[Start Records for the task]

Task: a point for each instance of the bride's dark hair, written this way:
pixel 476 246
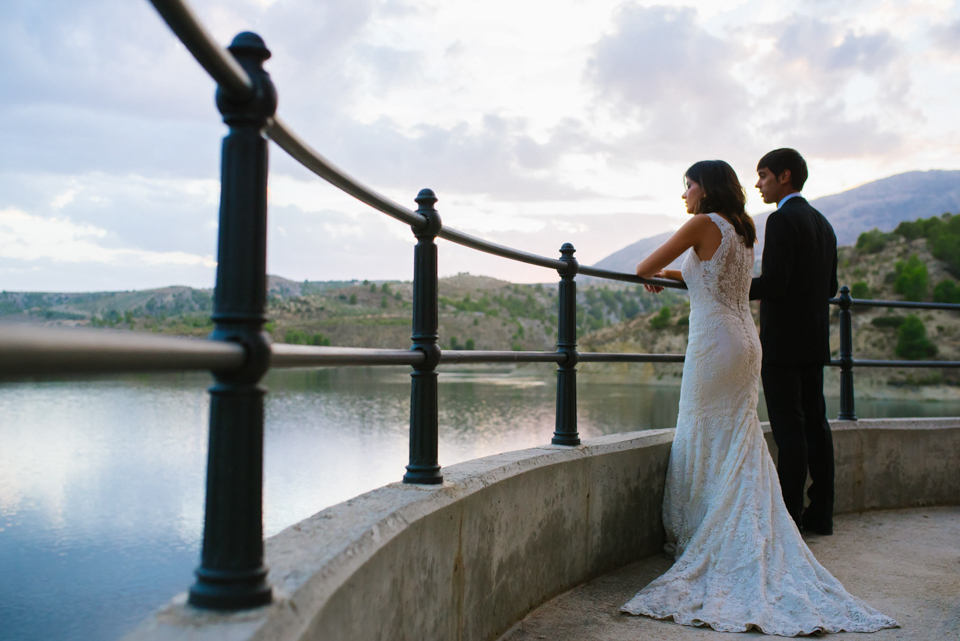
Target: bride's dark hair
pixel 723 194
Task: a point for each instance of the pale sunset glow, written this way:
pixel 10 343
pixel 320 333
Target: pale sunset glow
pixel 536 123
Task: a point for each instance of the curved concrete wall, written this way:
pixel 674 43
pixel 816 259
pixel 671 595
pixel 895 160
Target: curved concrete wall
pixel 503 534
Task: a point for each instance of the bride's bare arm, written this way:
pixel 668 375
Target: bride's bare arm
pixel 690 235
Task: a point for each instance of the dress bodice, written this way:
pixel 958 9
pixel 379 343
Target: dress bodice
pixel 721 284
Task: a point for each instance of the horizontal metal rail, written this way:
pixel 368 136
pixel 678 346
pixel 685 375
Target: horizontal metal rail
pixel 287 356
pixel 457 356
pixel 31 351
pixel 36 351
pixel 630 278
pixel 603 357
pixel 895 364
pixel 902 304
pixel 291 143
pixel 222 67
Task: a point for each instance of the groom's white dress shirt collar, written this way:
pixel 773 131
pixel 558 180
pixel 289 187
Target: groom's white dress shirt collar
pixel 786 198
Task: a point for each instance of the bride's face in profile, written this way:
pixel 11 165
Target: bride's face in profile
pixel 692 195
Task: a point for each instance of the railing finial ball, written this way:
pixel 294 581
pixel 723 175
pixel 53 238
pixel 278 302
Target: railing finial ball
pixel 250 44
pixel 426 200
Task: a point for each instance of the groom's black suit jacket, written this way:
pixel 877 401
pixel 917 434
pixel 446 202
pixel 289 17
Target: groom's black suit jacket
pixel 799 276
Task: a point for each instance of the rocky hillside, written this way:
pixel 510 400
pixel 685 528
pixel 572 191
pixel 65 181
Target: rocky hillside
pixel 889 266
pixel 882 204
pixel 475 312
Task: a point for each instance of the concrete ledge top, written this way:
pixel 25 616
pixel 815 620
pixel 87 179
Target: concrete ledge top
pixel 902 562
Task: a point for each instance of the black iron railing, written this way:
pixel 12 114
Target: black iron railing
pixel 232 574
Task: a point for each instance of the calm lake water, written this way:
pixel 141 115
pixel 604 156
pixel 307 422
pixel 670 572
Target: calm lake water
pixel 102 481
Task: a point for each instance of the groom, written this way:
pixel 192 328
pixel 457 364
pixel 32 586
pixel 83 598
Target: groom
pixel 799 275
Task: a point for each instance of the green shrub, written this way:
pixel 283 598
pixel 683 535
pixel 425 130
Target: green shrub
pixel 871 242
pixel 860 290
pixel 946 291
pixel 912 341
pixel 887 321
pixel 911 280
pixel 295 337
pixel 662 319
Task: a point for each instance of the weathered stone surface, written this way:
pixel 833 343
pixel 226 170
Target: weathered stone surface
pixel 467 559
pixel 903 562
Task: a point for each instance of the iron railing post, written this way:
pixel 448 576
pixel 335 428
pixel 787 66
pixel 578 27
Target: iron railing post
pixel 232 575
pixel 847 409
pixel 566 430
pixel 424 422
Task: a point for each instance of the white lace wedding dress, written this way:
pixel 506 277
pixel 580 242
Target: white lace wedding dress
pixel 740 560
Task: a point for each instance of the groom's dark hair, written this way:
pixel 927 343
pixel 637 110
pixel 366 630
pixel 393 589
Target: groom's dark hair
pixel 781 160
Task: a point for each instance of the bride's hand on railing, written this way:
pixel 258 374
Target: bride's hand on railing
pixel 670 274
pixel 656 289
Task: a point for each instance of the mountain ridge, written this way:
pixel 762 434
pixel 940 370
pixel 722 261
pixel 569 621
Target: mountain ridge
pixel 880 204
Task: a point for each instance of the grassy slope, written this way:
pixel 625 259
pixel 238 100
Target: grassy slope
pixel 870 342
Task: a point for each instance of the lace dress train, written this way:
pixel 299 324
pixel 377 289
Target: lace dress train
pixel 740 560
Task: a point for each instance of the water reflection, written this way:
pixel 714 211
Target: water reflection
pixel 101 482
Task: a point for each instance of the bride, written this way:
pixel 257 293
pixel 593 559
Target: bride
pixel 740 560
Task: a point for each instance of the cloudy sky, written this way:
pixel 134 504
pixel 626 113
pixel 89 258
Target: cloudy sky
pixel 536 122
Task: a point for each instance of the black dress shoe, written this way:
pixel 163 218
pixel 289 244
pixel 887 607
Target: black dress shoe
pixel 823 527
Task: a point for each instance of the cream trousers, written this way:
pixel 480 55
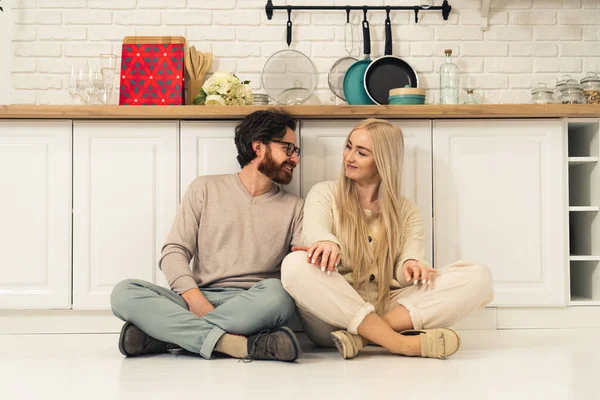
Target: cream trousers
pixel 329 303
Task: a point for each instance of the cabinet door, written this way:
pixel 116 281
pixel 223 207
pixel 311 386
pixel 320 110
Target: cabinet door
pixel 35 214
pixel 500 199
pixel 125 199
pixel 208 148
pixel 322 150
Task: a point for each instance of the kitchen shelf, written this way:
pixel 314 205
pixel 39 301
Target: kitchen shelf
pixel 585 282
pixel 584 209
pixel 582 160
pixel 583 258
pixel 583 301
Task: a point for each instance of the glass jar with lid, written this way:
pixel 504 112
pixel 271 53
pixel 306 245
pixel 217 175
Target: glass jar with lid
pixel 571 93
pixel 542 94
pixel 561 82
pixel 591 88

[End Records for the task]

Rewrite the listing above with "a point for each instance of" changed to "one point per instance of" everywhere it occurs, keeping every other line the same, and omit the pictures from your answer.

Task: one point per instance of the bride's dark hair, written this way:
pixel 476 246
Target: bride's dark hair
pixel 723 194
Task: one point per instance of the pale sunset glow, written this way:
pixel 10 343
pixel 320 333
Target: pale sunset glow
pixel 536 123
Task: one point per instance of the curved concrete wall, written this way:
pixel 674 43
pixel 816 259
pixel 671 595
pixel 895 160
Target: curved concrete wall
pixel 503 534
Task: one point per instance of the bride's bare arm, written this way:
pixel 668 375
Target: bride's bare arm
pixel 690 235
Task: one point per instance of the dress bodice, written this way:
pixel 958 9
pixel 379 343
Target: dress bodice
pixel 721 284
Task: one point per instance of the horizontal metal rail, written this way:
pixel 368 136
pixel 678 346
pixel 685 375
Target: horizontal metal rail
pixel 287 356
pixel 457 356
pixel 31 351
pixel 36 351
pixel 630 278
pixel 603 357
pixel 895 364
pixel 902 304
pixel 291 143
pixel 222 67
Task: one point per instance of the groom's white dress shirt collar, written this way:
pixel 773 131
pixel 558 180
pixel 289 187
Target: groom's white dress shirt collar
pixel 786 198
Task: one point per instance of the bride's face in profile, written this way:
pixel 11 165
Target: bride's face in profile
pixel 692 195
Task: one point per instance of the railing finial ball, written this way:
pixel 294 581
pixel 723 175
pixel 53 238
pixel 278 302
Target: railing finial ball
pixel 250 44
pixel 426 200
Task: one point per instance of the groom's black suit jacket, written this way:
pixel 877 401
pixel 917 434
pixel 446 202
pixel 289 17
Target: groom's black suit jacket
pixel 799 276
Task: one point per instance of the rocky hillside, written this way:
pixel 510 400
pixel 685 528
pixel 572 191
pixel 65 181
Target: rocky hillside
pixel 889 266
pixel 882 204
pixel 475 312
Task: one point per instance of the concrete ledge top, written this way:
pixel 25 616
pixel 815 620
pixel 87 179
Target: concrete ledge top
pixel 902 562
Task: one point per instance of the black iron railing, written this way:
pixel 12 114
Target: black iron railing
pixel 232 574
Task: one point per instance of the calm lake water, written this way:
pixel 141 115
pixel 604 156
pixel 307 422
pixel 670 572
Target: calm lake water
pixel 102 481
Task: one point per instance of the groom, written this way:
pixel 192 328
pixel 457 364
pixel 32 586
pixel 83 598
Target: groom
pixel 799 275
Task: one point per instance of the green shrub, written this way:
pixel 283 598
pixel 683 535
pixel 425 130
Target: green shrub
pixel 871 242
pixel 860 290
pixel 946 291
pixel 912 341
pixel 887 321
pixel 911 280
pixel 295 337
pixel 662 319
Task: one point per instance of the weathered stone surface, written this way:
pixel 833 343
pixel 226 170
Target: weathered stone surface
pixel 467 559
pixel 903 562
Task: one point per instance of the iron railing post, written this way:
pixel 448 576
pixel 335 428
pixel 787 66
pixel 578 27
Target: iron railing post
pixel 232 575
pixel 847 409
pixel 566 430
pixel 424 422
Task: one point per instance of the white lace wedding dress, written this way:
pixel 506 277
pixel 580 242
Target: white lace wedding dress
pixel 740 560
Task: one point per instance of the groom's dark hair, written this way:
pixel 927 343
pixel 637 110
pixel 366 630
pixel 393 589
Target: groom's dark hair
pixel 781 160
Task: one point per instance of the bride's hand on railing, written this way:
pixel 258 374
Target: bride's hand on railing
pixel 670 274
pixel 656 289
Task: one point per instance of the mountain ridge, written this way:
pixel 762 434
pixel 940 370
pixel 722 261
pixel 569 621
Target: mountain ridge
pixel 880 204
Task: one point per instance of the grassy slope, written this way:
pixel 625 259
pixel 238 100
Target: grassy slope
pixel 870 342
Task: one point per instance of the lace dress train, written this way:
pixel 299 324
pixel 377 289
Target: lace dress train
pixel 740 560
Task: one point per instance of the water reflection, written this way:
pixel 714 211
Target: water reflection
pixel 101 482
Task: one point per instance of the bride, written this way:
pixel 257 293
pixel 593 559
Target: bride
pixel 740 560
Task: one point per instance of the cloudy sky, written this way:
pixel 134 504
pixel 626 113
pixel 89 258
Target: cloudy sky
pixel 536 122
Task: one point per instance of the black dress shoe, written this way:
pixel 163 218
pixel 289 244
pixel 887 607
Target: black dress shoe
pixel 823 527
Task: one point per instance of the cream trousers, written this way:
pixel 480 55
Target: cream trousers
pixel 329 303
Task: one point per instance of the cabinet door, written this way:
pixel 116 281
pixel 223 207
pixel 311 386
pixel 320 110
Target: cabinet door
pixel 35 214
pixel 500 199
pixel 125 199
pixel 208 148
pixel 322 150
Task: one point per instance of the kitchen shelf, written this way:
pixel 314 205
pixel 39 301
Target: kitchen shelf
pixel 585 282
pixel 584 209
pixel 582 160
pixel 583 258
pixel 583 301
Task: one point per instance of the glass jar with lid, written this way:
pixel 504 112
pixel 271 53
pixel 306 245
pixel 217 175
Target: glass jar with lid
pixel 571 93
pixel 542 94
pixel 561 82
pixel 591 88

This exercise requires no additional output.